One of the biggest attractions in this museum is the wide collection of Mardi Gras Indian costumes. You’ll be entranced by their intricacies and beauty when you see them.

Currently, The Backstreet Cultural Museum is closed due to damage from Hurricane Ida. We can hope that it will reopen and share its beauty with the world soon.

20. Steamboat Natchez

If you’ve ever wondered what it was like to take a leisurely cruise along the Mississippi River back in the 1800s, Steamboat Natchez is your only opportunity to do so. The last authentic steamboat left in the river, the Natchez is a can’t-miss.

You can choose between evening, daytime, or Sunday options for the jazz cruises. Some of the features included in this wild experience are a meal and beverages, live Jazz music, beautiful views, historic narration, and a gift shop – to name a few.

The steamboat departs 7 days a week at varying times. The pricing will also vary depending on which day and time you choose.

21. New Orleans Pharmacy Museum

Found inside the Vieux Carre district, this museum showcases the health and medicinal culture of New Orleans in its past.

Complete with all kinds of interesting remedies and concoctions, including Voodoo potions and other questionable practices, it will have everyone in your group intrigued from start to finish.

The museum is open from Wednesday to Saturday from 12 pm – 5 pm, and tickets cost $10 for an adult and $7 for a student.

Things to Consider

If you’re planning to visit New Orleans during the week of Mardi Gras (always the day before Ash Wednesday), be aware that the city will be bustling and overwhelmingly packed full of visitors.

The parade is loud and exciting, and people continue the fun, crazy energy into the latest hours of the night. Don’t forget that New Orleans is also a humid, subtropical climate. Even in the winter, it is never very cold.

In the summers, the heat can be oppressive and sticky due to the humidity. Make sure you bring your sunscreen, loose clothing, water, and hats.

While New Orleans is not a huge city, it is still quite spread out with many different corners to visit. Be prepared to either walk a lot or take as much public transportation as possible.

Frequently Asked Questions

Street cars as seen in the downtown area for a piece on the best things to do in New Orleans

Sean Pavone/Shutterstock

Here are the questions about visiting New Orleans that people ask the most often:

What should I avoid in New Orleans?

• **The data**:

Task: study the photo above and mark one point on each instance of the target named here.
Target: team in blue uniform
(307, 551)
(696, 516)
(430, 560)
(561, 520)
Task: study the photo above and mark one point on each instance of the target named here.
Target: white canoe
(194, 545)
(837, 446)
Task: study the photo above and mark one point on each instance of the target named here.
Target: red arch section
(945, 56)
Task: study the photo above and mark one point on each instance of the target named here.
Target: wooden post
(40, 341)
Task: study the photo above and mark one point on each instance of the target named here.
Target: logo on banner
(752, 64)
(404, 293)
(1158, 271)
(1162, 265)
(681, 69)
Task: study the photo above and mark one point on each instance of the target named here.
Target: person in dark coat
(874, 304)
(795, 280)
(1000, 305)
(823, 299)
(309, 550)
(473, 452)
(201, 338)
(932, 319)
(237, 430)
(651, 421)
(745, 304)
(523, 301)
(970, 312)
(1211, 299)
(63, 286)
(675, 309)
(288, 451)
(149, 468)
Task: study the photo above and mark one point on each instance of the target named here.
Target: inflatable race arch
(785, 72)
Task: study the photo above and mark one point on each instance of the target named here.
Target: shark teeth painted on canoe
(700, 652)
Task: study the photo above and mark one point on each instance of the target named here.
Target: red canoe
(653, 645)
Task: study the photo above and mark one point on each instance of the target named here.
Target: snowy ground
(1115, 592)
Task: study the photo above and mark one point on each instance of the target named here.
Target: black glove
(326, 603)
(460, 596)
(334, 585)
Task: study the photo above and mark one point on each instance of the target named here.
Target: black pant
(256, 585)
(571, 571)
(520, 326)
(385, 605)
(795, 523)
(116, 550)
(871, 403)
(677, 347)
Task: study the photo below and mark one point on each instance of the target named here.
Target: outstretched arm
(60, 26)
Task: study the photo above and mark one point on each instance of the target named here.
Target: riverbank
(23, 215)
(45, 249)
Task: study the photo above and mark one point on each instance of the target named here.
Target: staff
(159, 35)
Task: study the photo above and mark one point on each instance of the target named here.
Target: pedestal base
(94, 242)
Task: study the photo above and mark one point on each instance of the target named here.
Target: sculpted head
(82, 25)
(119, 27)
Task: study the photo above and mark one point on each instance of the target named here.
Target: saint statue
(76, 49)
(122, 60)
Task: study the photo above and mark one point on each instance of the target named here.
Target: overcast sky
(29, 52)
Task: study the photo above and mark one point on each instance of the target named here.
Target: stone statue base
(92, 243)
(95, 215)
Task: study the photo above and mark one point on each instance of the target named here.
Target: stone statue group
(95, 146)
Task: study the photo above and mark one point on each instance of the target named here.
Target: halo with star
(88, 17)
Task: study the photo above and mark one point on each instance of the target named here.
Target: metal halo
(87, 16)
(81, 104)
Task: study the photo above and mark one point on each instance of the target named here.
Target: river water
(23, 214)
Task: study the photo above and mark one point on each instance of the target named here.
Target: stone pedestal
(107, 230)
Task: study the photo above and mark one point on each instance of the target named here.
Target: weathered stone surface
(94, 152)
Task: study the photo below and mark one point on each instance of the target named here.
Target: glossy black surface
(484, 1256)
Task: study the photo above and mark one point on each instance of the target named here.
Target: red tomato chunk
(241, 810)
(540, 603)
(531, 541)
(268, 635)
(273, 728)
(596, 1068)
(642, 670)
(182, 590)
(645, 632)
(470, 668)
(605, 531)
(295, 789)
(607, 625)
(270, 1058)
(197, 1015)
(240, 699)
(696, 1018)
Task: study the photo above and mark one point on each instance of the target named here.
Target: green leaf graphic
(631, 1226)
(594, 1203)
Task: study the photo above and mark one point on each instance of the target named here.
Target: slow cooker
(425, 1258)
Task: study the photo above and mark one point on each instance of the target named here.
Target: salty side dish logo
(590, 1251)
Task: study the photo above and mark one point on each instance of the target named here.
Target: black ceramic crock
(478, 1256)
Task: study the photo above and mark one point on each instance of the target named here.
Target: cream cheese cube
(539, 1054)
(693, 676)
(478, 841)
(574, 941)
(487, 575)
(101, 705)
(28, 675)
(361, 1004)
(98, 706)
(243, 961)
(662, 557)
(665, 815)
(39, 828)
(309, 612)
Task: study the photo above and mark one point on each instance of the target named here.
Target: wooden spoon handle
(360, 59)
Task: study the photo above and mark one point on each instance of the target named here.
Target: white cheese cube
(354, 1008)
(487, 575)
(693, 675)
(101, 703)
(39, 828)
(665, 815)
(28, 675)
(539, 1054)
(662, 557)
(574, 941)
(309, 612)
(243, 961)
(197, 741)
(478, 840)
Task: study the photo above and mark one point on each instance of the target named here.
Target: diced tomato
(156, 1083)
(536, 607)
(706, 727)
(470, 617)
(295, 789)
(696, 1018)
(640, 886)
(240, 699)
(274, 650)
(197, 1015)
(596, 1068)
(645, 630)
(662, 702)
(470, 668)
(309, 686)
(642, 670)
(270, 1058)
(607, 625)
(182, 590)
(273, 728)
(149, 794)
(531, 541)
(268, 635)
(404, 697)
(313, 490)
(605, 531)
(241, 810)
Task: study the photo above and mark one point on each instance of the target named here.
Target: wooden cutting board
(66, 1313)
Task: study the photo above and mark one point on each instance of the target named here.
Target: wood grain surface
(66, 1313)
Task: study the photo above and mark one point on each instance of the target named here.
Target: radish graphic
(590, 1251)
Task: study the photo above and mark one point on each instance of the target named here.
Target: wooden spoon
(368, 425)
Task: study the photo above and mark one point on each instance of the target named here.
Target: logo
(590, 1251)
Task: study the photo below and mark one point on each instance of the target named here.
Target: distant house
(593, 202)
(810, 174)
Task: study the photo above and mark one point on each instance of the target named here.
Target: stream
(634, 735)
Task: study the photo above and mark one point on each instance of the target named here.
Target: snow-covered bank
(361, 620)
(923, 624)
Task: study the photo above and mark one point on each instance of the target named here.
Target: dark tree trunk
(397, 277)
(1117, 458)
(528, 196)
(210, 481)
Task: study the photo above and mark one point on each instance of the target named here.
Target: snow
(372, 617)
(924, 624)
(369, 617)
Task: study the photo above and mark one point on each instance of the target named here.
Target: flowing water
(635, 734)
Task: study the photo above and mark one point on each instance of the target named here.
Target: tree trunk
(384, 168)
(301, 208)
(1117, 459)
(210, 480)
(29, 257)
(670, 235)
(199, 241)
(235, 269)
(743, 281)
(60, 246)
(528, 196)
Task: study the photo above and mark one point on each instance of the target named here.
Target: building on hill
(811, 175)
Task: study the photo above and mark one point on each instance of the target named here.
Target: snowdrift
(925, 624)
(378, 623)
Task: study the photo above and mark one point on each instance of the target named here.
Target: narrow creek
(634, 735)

• **Instructions**:
1/ List every thing the New Orleans passage tells visitors to bring for the summer heat.
2/ Reproduce the part of the New Orleans passage starting at "Found inside the" and ending at "never very cold.".

• **Written responses**:
1/
- sunscreen
- loose clothing
- water
- hats

2/
Found inside the Vieux Carre district, this museum showcases the health and medicinal culture of New Orleans in its past.

Complete with all kinds of interesting remedies and concoctions, including Voodoo potions and other questionable practices, it will have everyone in your group intrigued from start to finish.

The museum is open from Wednesday to Saturday from 12 pm – 5 pm, and tickets cost $10 for an adult and $7 for a student.

Things to Consider

If you’re planning to visit New Orleans during the week of Mardi Gras (always the day before Ash Wednesday), be aware that the city will be bustling and overwhelmingly packed full of visitors.

The parade is loud and exciting, and people continue the fun, crazy energy into the latest hours of the night. Don’t forget that New Orleans is also a humid, subtropical climate. Even in the winter, it is never very cold.